» Task instructions
Edit the items below by replacing each "Query" with "Label", keeping every other character as it is.

▼

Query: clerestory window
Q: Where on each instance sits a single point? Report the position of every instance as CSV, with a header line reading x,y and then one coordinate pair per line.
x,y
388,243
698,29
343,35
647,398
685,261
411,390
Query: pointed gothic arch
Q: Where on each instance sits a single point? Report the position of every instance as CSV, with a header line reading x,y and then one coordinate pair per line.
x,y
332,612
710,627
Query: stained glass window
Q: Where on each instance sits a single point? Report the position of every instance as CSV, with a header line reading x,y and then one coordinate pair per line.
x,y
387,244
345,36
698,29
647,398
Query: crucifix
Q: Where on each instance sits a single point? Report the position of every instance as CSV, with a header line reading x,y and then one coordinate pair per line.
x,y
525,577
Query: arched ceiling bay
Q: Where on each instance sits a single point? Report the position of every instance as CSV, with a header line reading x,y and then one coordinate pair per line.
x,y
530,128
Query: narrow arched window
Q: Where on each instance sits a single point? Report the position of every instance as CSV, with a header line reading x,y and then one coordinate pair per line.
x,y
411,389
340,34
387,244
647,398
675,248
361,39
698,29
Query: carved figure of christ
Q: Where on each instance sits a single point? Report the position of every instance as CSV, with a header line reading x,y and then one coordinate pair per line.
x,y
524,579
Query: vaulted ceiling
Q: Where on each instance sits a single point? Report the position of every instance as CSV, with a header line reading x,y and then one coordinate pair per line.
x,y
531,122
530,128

▲

» Correct output
Label: clerestory window
Q: Where on each instance sits a single point? Report the position of every instance as CSV, with a header line reading x,y and then one coordinate pair per line.
x,y
388,243
698,29
343,35
647,398
685,261
411,390
Label: pointed gothic arch
Q: Where on each instance sits a single point? Report the position of every instance as CSV, with a header line reading x,y and then one coordinate pair per line.
x,y
332,612
710,627
Label: stained glass window
Q: Where on each instance sits a single point? Report the position of every instance as CSV, with a header line reading x,y and then one coordinate pair per line.
x,y
387,244
345,36
698,29
647,398
Label: crucifix
Q: Where on each instance sits a single point? Report the position of every instance as CSV, with a header line reading x,y and then one coordinate pair per line.
x,y
525,577
Label: arched ceiling bay
Q: Where on each instance sits a single point? Report the position of every instance as CSV, with a header line reading x,y and then one coordinate pair per line.
x,y
530,128
Label: narrow arched window
Q: Where on each instance sits a single point? Report the position of every instance as CSV, with a header line reading x,y and then one coordinate pair per line.
x,y
411,389
340,34
387,244
647,398
675,248
361,39
698,29
Label: carved figure of christ
Q: Where on each instance sits a single point? Report the position of every instance as CSV, with a header line reading x,y and then one coordinate pair per line.
x,y
524,579
Label: vaulted ceiling
Q: Where on each instance sits a single point? Report the position of every instance as CSV, with a header line reading x,y and then one coordinate pair per line.
x,y
531,122
530,128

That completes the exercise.